Segment Start: Data supplied

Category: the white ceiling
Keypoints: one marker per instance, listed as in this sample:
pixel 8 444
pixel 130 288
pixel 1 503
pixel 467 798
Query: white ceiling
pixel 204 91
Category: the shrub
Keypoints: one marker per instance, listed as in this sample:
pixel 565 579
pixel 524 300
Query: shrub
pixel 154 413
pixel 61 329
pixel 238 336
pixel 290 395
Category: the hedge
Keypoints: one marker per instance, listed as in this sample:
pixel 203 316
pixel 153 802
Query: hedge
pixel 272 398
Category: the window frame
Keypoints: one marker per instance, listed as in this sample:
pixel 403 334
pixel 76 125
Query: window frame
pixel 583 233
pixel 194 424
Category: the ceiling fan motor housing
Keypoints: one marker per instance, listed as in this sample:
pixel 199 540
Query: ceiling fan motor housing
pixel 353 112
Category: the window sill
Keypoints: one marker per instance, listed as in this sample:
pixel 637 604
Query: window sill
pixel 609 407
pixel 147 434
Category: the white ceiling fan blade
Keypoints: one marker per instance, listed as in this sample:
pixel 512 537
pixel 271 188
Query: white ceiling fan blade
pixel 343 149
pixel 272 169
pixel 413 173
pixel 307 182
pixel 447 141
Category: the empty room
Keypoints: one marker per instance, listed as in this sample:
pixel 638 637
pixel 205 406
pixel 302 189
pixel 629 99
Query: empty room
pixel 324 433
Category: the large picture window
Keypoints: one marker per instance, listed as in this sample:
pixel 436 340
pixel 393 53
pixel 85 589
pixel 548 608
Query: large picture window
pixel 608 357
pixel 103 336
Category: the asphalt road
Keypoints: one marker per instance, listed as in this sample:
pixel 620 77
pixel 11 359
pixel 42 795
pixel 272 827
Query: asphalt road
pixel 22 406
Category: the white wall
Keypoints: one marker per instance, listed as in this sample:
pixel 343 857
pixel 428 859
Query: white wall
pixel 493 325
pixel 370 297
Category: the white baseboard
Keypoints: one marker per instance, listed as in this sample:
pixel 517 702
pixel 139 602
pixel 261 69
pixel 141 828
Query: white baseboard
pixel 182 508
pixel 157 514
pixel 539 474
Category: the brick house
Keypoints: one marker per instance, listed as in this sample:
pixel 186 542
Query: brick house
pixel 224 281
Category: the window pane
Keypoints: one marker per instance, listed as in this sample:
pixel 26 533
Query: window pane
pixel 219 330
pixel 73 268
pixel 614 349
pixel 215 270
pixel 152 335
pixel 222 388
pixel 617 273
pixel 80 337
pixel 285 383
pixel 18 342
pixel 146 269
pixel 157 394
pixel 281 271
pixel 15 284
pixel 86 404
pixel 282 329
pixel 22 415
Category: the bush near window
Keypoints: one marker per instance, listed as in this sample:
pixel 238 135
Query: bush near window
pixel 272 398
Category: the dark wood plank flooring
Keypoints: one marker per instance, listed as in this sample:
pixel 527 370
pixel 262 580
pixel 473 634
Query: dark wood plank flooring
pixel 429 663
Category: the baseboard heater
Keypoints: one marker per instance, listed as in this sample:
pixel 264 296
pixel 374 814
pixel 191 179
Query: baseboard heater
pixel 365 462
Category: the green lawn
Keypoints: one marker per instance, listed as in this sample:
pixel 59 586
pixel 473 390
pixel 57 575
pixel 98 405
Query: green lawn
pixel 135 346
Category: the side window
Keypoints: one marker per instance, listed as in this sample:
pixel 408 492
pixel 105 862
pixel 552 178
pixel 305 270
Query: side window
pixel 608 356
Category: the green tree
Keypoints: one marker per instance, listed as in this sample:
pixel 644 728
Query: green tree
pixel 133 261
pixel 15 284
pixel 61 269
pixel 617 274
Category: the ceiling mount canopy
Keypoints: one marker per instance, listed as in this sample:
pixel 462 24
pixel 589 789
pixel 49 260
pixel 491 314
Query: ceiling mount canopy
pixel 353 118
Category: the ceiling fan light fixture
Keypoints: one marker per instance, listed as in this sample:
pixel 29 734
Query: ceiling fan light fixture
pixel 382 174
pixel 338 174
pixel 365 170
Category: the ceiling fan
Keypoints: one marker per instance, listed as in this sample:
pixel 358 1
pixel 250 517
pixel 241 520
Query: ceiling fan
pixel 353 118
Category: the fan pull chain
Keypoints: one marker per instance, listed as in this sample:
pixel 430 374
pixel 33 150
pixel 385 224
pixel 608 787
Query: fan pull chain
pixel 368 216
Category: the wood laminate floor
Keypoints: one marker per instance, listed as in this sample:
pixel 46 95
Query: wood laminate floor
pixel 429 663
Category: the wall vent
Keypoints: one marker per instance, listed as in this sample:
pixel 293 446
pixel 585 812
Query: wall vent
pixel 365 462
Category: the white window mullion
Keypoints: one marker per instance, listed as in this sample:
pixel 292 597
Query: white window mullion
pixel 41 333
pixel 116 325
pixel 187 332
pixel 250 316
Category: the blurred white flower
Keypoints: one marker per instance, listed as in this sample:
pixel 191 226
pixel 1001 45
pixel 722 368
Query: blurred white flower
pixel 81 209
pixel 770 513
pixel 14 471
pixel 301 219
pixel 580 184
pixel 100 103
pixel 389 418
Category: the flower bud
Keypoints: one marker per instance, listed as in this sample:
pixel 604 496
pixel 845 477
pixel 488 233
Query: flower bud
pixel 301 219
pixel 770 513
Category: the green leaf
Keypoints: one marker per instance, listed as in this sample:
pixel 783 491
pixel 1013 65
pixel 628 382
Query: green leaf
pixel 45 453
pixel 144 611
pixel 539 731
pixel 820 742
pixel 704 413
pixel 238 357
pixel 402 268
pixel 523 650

Segment End: Data supplied

**Problem**. After reading the lines above, reproduce them all exactly.

**Reply to the exercise**.
Category: the white ceiling
Keypoints: one marker per instance, listed as in this sample:
pixel 8 444
pixel 130 288
pixel 1 503
pixel 467 798
Query: white ceiling
pixel 204 91
Category: the shrub
Keypoints: one marker per instance, listed as in this sample:
pixel 565 579
pixel 524 300
Query: shrub
pixel 154 413
pixel 61 329
pixel 238 336
pixel 290 395
Category: the hedge
Keypoints: one marker per instance, listed as in this sample:
pixel 203 316
pixel 153 802
Query: hedge
pixel 272 398
Category: the window frame
Keypoints: one marker per instance, listed as in this sample:
pixel 403 334
pixel 76 125
Query: window frame
pixel 583 233
pixel 194 424
Category: the ceiling fan motor housing
Keypoints: one marker per instance, listed as in this sample:
pixel 199 540
Query: ceiling fan motor housing
pixel 353 112
Category: the window sill
Keypoints: one marker per instance, listed as in this sample:
pixel 637 604
Query: window sill
pixel 609 407
pixel 147 434
Category: the white ceiling fan blade
Keypoints: one marker per instance, listed as in this sample:
pixel 512 537
pixel 271 188
Query: white ceiling fan blade
pixel 343 149
pixel 272 169
pixel 413 173
pixel 307 182
pixel 447 141
Category: the empty room
Keypoints: one marker per instance, listed as in this sample:
pixel 638 637
pixel 205 406
pixel 302 189
pixel 629 99
Query: empty room
pixel 324 433
Category: the large picture window
Keypoints: one marker per instance, listed as in this sample:
pixel 436 340
pixel 393 53
pixel 85 589
pixel 548 608
Query: large picture window
pixel 608 357
pixel 103 336
Category: the asphalt road
Keypoints: one marker per instance, listed as in this sample:
pixel 620 77
pixel 11 359
pixel 42 795
pixel 272 827
Query: asphalt road
pixel 22 406
Category: the white wall
Keypoints: one marker per instance, listed as in this sample:
pixel 343 857
pixel 428 859
Query: white wall
pixel 493 325
pixel 370 297
Category: the white baseboard
Keypoints: one marker per instance, listed as in this sample:
pixel 517 702
pixel 139 602
pixel 261 69
pixel 141 828
Query: white baseboard
pixel 182 508
pixel 157 514
pixel 539 474
Category: the brick house
Keypoints: one marker per instance, listed as in this sample:
pixel 186 542
Query: brick house
pixel 224 281
Category: the window pane
Keypoints: one marker per instance, listed as in this sample:
pixel 26 533
Query: window pane
pixel 219 330
pixel 73 268
pixel 614 349
pixel 215 270
pixel 152 335
pixel 222 388
pixel 617 273
pixel 80 337
pixel 285 383
pixel 18 342
pixel 146 269
pixel 157 394
pixel 281 271
pixel 15 284
pixel 86 404
pixel 282 329
pixel 22 415
Category: the bush near window
Keypoints: one marker per instance, listed as in this sample:
pixel 238 135
Query: bush near window
pixel 272 398
Category: the dark wood plank flooring
Keypoints: one marker per instance, listed as in this sample:
pixel 527 370
pixel 262 580
pixel 473 634
Query: dark wood plank flooring
pixel 429 663
Category: the baseboard heater
Keypoints: one marker per instance, listed as in this sample:
pixel 264 296
pixel 374 814
pixel 191 179
Query: baseboard heater
pixel 365 462
Category: the green lawn
Keypoints: one marker per instance, listed as in this sample:
pixel 59 586
pixel 473 390
pixel 57 575
pixel 98 405
Query: green lawn
pixel 135 346
Category: the side window
Keypoints: one marker per instance, listed as in this sample:
pixel 408 492
pixel 105 862
pixel 552 178
pixel 305 270
Query: side window
pixel 608 356
Category: the green tree
Keypoints: one marker per instance, listed as in this sample:
pixel 644 728
Query: green tree
pixel 133 261
pixel 15 284
pixel 61 269
pixel 617 274
Category: the ceiling mount canopy
Keypoints: one marker per instance, listed as in this sample:
pixel 462 24
pixel 589 789
pixel 49 260
pixel 491 314
Query: ceiling mount canopy
pixel 353 118
Category: the ceiling fan light fixture
Keypoints: one marker per instance, listed as in this sample:
pixel 29 734
Query: ceiling fan light fixture
pixel 382 174
pixel 338 174
pixel 365 170
Category: the ceiling fan
Keypoints: one marker per instance, listed as in this sample:
pixel 358 1
pixel 250 517
pixel 241 520
Query: ceiling fan
pixel 353 118
Category: the fan pull chain
Keypoints: one marker per instance, listed as in this sample:
pixel 430 374
pixel 33 150
pixel 385 224
pixel 608 787
Query: fan pull chain
pixel 368 216
Category: the wood laminate floor
Keypoints: one marker per instance, listed as in this sample:
pixel 46 95
Query: wood laminate floor
pixel 429 663
Category: the wall vent
Keypoints: one marker per instance, listed as in this sample:
pixel 293 446
pixel 585 812
Query: wall vent
pixel 365 462
Category: the white window mullion
Keypoints: one marker per instance, listed as in this sample:
pixel 292 597
Query: white window mullion
pixel 41 333
pixel 116 325
pixel 187 332
pixel 250 316
Category: the blurred white flower
Keypoints: one marker per instance, listed as in this sample:
pixel 191 226
pixel 1001 45
pixel 722 368
Query: blurred white flower
pixel 81 209
pixel 770 513
pixel 14 471
pixel 301 219
pixel 580 184
pixel 100 103
pixel 389 418
Category: the flower bud
Keypoints: one marker per instance, listed as in this sample:
pixel 604 496
pixel 845 477
pixel 488 233
Query: flower bud
pixel 301 219
pixel 770 513
Category: the green leaf
Keypoints: one marker per instance, listed as in this sample:
pixel 783 491
pixel 1013 65
pixel 628 382
Query: green leaf
pixel 45 453
pixel 144 611
pixel 539 731
pixel 820 742
pixel 704 413
pixel 238 357
pixel 402 268
pixel 523 650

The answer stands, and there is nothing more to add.